* **INFORMATION SHOWN**
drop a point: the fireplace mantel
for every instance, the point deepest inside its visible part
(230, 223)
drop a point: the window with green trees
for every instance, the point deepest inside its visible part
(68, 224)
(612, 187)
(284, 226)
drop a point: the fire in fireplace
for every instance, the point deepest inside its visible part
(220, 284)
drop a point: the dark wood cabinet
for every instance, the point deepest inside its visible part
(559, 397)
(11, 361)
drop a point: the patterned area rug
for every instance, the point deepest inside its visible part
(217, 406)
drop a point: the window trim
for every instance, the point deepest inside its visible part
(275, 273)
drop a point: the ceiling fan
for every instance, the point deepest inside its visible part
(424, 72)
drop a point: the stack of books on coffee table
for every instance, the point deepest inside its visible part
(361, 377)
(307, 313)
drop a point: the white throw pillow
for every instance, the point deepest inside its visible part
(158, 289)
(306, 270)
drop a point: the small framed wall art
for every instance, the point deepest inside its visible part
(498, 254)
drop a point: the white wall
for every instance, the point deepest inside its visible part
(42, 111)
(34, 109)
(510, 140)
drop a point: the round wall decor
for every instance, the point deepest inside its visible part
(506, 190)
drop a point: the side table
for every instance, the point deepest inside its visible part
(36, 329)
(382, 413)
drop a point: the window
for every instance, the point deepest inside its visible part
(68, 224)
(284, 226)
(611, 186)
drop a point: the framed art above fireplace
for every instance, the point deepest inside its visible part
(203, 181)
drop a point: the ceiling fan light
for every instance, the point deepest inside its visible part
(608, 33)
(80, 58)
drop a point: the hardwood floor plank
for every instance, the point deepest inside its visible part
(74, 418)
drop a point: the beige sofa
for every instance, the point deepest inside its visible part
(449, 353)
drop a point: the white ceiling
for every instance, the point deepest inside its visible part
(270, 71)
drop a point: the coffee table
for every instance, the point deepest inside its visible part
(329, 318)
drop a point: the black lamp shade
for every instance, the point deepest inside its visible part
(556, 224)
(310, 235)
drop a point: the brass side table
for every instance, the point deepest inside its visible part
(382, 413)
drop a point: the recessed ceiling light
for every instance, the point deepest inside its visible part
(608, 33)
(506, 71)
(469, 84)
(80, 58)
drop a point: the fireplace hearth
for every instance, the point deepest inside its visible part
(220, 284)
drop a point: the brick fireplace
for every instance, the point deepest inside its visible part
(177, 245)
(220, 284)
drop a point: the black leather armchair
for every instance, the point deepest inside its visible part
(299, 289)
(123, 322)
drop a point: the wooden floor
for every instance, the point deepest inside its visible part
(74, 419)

* **WHAT THE TASK REQUIRES**
Reproduce the material from the line containing "drop a point: the hardwood floor plank" through the end, requests included, with every point coordinate multiplied by 0.9 and rounded to a whole number, halves rounding up.

* **ANSWER TO THE TASK**
drop a point: the hardwood floor plank
for every instance, the point deepest inside its visible part
(67, 376)
drop a point: the beige sofa
for every instance, the point deepest inside its visible part
(404, 318)
drop a point: the white ceiling
for every instance, the point deepest inside its visible part
(243, 64)
drop a point: the coffee table
for every instance, the point deepest inside its visible part
(296, 286)
drop a point: the black lamp shade
for every instance, the point deepest inside its visible part
(500, 202)
(279, 212)
drop a point: the brass side table
for every instance, the point deepest inside its visible part
(344, 372)
drop a point: the recessed ceiling light
for every instance, the point deepest inside its visible part
(547, 30)
(455, 64)
(422, 76)
(72, 52)
drop a point: the fireplace hearth
for every instance, the point deepest inside its visible part
(198, 256)
drop a point: the brick fireplace
for every instance, the point deepest inside its visible part
(159, 221)
(198, 256)
drop a point: the black leather armchair
for every instance, the point deepest inside its visible part
(269, 260)
(111, 290)
drop a point: the wooden floor
for every instance, the point deepest inside its visible part
(67, 377)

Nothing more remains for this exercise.